WHAT THE TASK REQUIRES |
Copy all of the records below word for word, leaving every line unchanged.

SOURCE MATERIAL |

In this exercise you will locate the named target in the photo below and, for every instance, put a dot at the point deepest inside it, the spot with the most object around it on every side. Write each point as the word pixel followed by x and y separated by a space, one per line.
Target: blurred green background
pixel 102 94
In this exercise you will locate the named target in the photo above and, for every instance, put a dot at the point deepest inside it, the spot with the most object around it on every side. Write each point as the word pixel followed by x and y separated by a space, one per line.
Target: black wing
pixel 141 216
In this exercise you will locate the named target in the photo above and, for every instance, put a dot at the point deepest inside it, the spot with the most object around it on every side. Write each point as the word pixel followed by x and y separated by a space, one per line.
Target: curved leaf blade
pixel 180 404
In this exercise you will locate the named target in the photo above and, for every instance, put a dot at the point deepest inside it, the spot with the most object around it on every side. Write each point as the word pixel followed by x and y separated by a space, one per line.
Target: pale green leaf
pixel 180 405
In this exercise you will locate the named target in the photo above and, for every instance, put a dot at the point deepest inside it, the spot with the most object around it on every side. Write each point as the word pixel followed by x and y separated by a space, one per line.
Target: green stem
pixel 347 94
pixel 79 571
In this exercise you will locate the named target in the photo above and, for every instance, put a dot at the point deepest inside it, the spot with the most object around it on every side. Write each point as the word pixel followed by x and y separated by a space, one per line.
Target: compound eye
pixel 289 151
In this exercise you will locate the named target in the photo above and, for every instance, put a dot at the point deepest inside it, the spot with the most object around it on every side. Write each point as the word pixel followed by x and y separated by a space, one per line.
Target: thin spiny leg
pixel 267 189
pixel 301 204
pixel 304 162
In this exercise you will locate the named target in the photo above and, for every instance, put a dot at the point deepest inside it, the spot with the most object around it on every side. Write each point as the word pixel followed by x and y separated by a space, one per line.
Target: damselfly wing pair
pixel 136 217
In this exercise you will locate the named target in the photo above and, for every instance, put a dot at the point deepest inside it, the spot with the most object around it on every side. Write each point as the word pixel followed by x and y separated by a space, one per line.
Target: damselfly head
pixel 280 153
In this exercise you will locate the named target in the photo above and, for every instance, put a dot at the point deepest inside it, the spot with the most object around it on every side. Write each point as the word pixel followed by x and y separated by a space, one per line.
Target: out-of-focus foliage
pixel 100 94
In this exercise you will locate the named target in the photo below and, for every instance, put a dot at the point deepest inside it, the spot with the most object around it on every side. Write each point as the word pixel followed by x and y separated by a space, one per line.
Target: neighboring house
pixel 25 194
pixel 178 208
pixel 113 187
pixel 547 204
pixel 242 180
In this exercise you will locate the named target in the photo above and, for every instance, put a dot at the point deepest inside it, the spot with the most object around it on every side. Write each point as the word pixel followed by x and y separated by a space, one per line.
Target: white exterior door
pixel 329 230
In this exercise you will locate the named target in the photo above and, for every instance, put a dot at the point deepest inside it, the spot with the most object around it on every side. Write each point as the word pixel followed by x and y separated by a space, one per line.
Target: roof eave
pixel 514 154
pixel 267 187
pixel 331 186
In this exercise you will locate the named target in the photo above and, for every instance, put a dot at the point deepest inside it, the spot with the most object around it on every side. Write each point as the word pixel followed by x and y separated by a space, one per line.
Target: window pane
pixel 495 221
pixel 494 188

THE RESPONSE |
In this exercise you will locate the named target in the photo below and, for every instance, put a dot at the point deepest inside it, the spot with the most object around it on every side. Write each point as the word pixel followed by x and y separated by a space, one per line.
Target: blurred green background
pixel 102 94
In this exercise you will locate the named target in the photo above and, for every instance, put a dot at the point deepest inside it, the spot with the most object around it on every side. Write each point as the word pixel followed by x and y separated by a space, one per line.
Target: black wing
pixel 141 216
In this exercise you will locate the named target in the photo above and, for every instance, put a dot at the point deepest inside it, the spot with the most object around it on every side. Write each point as the word pixel followed by x and y separated by a space, one per line.
Target: curved leaf blade
pixel 180 404
In this exercise you will locate the named target in the photo above and, for every instance, put a dot at the point deepest inside it, the spot with the most object around it on every side. Write each point as the word pixel followed by x and y separated by a space, one per line.
Target: pale green leaf
pixel 180 405
In this exercise you will locate the named target in the photo above and, for every instance, put a dot at the point deepest inside it, the spot with the most object around it on every side. Write each point as the word pixel followed by x and y separated by a space, one per line.
Target: green stem
pixel 347 94
pixel 79 571
In this exercise you will locate the named target in the photo above and, for every instance, put a dot at the point deepest inside it, the spot with the most object around it on every side. Write each point as the word pixel followed by x and y separated by a space, one per line.
Target: compound eye
pixel 289 151
In this exercise you will locate the named target in the photo above and, for every instance, put a dot at the point deepest inside it, the spot with the most object around it on every side. Write each point as the word pixel followed by x and y separated by a space, one per line.
Target: thin spiny leg
pixel 267 189
pixel 301 204
pixel 304 162
In this exercise you will locate the named target in the photo above and, for every instance, put a dot at the point deepest inside it, the spot with the most object around it on every side. Write each point as the word pixel followed by x and y separated by a space, one per line.
Target: damselfly wing pair
pixel 136 217
In this exercise you will locate the named target in the photo above and, for every instance, put a dot at the point deepest inside it, the spot with the most object around it on every side. Write each point as the word pixel followed by x and y separated by a space, one per line.
Target: damselfly head
pixel 280 153
In this exercise you will locate the named target in the photo above and, for every instance, put a dot at the point deepest inside it, the spot with the most object around it on every side. Write each point as the word pixel followed by x and y separated by a space, one per line.
Target: out-of-focus foliage
pixel 100 94
In this exercise you will locate the named target in the photo below and, for every instance, put a dot at the point deepest inside it, the spot with the most object around it on every side. Write each point as the word pixel followed by x and y separated by a space, one per line.
Target: neighboring house
pixel 25 194
pixel 178 208
pixel 113 187
pixel 547 204
pixel 242 180
In this exercise you will locate the named target in the photo above and, for every instance, put a dot at the point deepest inside it, the spot with the most object around it on every side. Write each point as the word pixel followed by x and y separated by a space, one per line.
Target: white exterior door
pixel 329 230
In this exercise you will locate the named target in the photo above and, for every instance, put a dot at the point deepest inside it, the spot with the most object around it on every side. Write each point as the word pixel followed by x and y separated by a space, one per line.
Target: roof eave
pixel 514 154
pixel 267 187
pixel 331 186
In this exercise you will locate the named target in the photo above and, for every instance, put a dot at the point deepest inside it, the spot with the most object around it on every side. Write each point as the word pixel followed by x and y separated by a space, one per line.
Target: window pane
pixel 495 221
pixel 494 188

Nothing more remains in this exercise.